*Rows from a dataset*:
-.-.-

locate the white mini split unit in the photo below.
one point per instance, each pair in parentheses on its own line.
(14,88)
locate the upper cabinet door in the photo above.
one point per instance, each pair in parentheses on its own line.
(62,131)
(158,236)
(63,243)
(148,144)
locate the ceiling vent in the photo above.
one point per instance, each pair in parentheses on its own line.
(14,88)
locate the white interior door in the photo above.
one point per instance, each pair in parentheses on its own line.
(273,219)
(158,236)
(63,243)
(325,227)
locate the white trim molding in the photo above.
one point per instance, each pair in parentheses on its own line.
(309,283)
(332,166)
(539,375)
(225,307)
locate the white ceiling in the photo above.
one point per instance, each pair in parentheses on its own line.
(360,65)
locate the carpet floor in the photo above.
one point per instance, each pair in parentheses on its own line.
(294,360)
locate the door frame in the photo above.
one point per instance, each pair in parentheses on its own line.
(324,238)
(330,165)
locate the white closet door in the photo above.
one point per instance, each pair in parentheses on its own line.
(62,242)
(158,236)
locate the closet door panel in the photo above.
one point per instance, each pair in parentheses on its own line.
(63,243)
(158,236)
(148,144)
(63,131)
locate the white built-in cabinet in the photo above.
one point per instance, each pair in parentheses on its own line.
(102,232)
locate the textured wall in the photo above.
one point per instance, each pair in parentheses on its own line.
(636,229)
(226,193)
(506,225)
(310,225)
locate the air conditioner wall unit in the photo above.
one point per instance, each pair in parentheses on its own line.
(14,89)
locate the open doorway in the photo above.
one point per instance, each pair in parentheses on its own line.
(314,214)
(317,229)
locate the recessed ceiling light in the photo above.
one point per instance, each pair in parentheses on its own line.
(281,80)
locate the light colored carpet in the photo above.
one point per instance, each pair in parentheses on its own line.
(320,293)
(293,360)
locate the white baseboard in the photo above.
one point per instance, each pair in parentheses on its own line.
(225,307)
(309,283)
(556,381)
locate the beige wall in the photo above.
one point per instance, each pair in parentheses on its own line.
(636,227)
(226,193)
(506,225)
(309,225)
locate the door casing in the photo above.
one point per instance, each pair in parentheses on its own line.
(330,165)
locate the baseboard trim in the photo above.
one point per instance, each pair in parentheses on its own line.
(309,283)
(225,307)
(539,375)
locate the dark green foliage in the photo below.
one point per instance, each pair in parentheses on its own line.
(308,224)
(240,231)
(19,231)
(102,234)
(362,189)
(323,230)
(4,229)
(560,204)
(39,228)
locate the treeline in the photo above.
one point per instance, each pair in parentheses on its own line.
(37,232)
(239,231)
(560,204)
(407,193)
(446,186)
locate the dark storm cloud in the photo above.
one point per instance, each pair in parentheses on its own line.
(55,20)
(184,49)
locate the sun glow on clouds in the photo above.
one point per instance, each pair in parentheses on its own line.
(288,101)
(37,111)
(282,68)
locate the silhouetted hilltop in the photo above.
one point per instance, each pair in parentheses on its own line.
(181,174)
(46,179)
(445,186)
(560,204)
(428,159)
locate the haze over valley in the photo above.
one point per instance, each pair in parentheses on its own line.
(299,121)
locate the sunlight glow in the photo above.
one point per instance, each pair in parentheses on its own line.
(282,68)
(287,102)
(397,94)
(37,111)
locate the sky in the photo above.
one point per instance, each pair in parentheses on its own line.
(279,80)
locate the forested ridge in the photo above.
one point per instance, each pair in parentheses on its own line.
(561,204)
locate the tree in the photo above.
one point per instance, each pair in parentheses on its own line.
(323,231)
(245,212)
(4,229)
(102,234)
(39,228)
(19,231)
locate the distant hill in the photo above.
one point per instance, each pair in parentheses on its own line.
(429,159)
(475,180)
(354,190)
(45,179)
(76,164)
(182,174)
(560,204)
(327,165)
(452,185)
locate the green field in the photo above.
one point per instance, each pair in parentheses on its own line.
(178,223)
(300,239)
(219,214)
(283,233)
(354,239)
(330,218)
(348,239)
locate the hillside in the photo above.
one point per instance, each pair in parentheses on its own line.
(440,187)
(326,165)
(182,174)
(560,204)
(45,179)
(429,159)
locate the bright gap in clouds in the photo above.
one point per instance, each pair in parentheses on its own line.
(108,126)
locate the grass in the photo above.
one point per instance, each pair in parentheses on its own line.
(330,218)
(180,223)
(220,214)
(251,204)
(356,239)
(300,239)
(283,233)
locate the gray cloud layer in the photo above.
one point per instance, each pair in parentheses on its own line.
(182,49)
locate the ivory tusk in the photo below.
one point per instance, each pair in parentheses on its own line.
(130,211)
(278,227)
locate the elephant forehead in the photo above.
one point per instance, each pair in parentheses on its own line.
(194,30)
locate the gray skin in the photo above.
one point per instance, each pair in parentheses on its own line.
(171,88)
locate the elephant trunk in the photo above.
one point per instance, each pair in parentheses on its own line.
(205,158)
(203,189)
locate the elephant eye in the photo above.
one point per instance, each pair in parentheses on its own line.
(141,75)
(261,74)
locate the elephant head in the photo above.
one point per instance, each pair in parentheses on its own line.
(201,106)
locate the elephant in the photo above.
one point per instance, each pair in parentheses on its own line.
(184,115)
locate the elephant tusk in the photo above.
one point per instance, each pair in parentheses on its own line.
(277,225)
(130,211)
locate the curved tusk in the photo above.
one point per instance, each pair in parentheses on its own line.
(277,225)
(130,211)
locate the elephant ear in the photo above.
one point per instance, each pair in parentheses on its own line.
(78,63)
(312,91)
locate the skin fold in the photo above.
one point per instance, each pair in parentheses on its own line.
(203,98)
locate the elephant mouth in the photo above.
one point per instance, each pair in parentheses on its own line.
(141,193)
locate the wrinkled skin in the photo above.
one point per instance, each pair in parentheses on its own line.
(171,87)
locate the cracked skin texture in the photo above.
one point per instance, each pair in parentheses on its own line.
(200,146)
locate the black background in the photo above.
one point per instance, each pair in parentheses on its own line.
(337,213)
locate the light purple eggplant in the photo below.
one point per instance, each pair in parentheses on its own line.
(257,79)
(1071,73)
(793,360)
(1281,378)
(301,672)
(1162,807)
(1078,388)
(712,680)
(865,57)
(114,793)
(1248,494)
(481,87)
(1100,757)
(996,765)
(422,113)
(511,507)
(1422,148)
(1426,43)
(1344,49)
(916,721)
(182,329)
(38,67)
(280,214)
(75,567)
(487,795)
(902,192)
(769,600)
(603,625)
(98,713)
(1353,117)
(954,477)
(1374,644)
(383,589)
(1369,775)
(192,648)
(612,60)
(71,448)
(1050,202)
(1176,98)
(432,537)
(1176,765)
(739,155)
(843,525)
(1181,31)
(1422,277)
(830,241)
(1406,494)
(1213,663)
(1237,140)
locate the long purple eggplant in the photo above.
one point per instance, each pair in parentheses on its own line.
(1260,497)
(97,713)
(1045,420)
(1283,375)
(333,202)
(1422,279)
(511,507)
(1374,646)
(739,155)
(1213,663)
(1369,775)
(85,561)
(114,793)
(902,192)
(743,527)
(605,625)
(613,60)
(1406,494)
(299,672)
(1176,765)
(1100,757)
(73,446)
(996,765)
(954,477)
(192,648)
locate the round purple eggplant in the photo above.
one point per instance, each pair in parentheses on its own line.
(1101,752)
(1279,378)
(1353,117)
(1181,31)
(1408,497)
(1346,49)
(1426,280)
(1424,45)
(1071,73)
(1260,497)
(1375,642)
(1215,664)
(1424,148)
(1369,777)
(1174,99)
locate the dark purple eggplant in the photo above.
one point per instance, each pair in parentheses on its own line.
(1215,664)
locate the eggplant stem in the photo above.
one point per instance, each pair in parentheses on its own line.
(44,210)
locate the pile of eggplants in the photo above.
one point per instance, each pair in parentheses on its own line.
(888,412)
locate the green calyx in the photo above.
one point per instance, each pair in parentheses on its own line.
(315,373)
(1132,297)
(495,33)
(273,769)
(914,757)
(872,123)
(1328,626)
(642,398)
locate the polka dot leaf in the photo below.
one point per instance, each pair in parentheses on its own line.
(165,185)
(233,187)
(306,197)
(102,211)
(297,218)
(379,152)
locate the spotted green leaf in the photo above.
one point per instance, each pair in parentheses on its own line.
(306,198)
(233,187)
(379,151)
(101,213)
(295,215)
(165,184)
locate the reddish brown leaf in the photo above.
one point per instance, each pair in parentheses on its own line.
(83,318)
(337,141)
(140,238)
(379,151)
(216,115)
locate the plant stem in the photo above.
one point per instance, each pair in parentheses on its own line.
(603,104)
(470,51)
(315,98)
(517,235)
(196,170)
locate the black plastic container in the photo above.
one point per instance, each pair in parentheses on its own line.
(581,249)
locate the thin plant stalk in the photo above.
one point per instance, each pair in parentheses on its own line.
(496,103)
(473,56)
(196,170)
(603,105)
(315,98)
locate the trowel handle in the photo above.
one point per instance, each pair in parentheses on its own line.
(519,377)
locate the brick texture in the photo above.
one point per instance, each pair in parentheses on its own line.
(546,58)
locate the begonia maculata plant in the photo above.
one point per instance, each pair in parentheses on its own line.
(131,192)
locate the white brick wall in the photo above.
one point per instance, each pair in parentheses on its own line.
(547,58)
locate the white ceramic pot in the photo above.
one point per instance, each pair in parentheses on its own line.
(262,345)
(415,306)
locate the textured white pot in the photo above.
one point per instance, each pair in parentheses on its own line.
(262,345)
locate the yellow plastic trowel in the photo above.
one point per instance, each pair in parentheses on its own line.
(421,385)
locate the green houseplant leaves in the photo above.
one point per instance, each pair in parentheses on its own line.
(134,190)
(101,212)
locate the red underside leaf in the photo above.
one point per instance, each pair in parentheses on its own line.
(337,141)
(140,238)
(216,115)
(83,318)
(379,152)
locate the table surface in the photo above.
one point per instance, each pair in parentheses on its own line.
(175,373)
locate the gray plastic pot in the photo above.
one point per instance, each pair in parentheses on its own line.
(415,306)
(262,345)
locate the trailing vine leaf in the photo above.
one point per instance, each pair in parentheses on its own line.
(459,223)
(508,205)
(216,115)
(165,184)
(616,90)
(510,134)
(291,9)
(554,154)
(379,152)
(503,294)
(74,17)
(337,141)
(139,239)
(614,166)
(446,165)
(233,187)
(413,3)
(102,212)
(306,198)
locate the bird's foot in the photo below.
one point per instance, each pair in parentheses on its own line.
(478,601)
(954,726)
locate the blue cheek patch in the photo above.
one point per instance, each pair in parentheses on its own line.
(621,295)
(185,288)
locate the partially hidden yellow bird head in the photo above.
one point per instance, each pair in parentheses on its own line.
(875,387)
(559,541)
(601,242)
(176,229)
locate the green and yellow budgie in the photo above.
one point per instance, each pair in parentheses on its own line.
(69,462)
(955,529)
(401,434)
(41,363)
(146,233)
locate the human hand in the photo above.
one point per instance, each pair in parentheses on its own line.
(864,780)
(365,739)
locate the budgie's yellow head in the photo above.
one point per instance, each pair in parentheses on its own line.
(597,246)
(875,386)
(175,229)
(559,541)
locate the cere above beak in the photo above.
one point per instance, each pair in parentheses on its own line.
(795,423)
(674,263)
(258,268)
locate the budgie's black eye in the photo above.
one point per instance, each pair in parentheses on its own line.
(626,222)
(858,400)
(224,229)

-.-.-

*TO BE DONE*:
Starting at the line that contains "locate the green and" and continuing through the last line of the rows, write those lines out again with the requests included, and scale every coordinate in the answers by 1.3, rounding to whole numbers with halves rounded up.

*THE SOLUTION*:
locate the green and yellow budgie in the photo above.
one point per instance, each pair in parentheses on its own line.
(90,601)
(1242,688)
(521,564)
(53,472)
(190,303)
locate the human hand in the photo above.
one point per instance, each pair in parentheses on its own line.
(1123,1014)
(475,961)
locate the budgie's yellow head in the photo above.
one point per instance, each pair in parentheses on its own line.
(776,320)
(1138,502)
(228,298)
(727,703)
locate the cere above beak in the photo above.
one point per instance, each pair in parentheses on its own line.
(1034,550)
(876,342)
(335,348)
locate the budgie's black eye in the photo above.
one point per instance, each pair in parentheses on its own line.
(814,289)
(1115,520)
(291,298)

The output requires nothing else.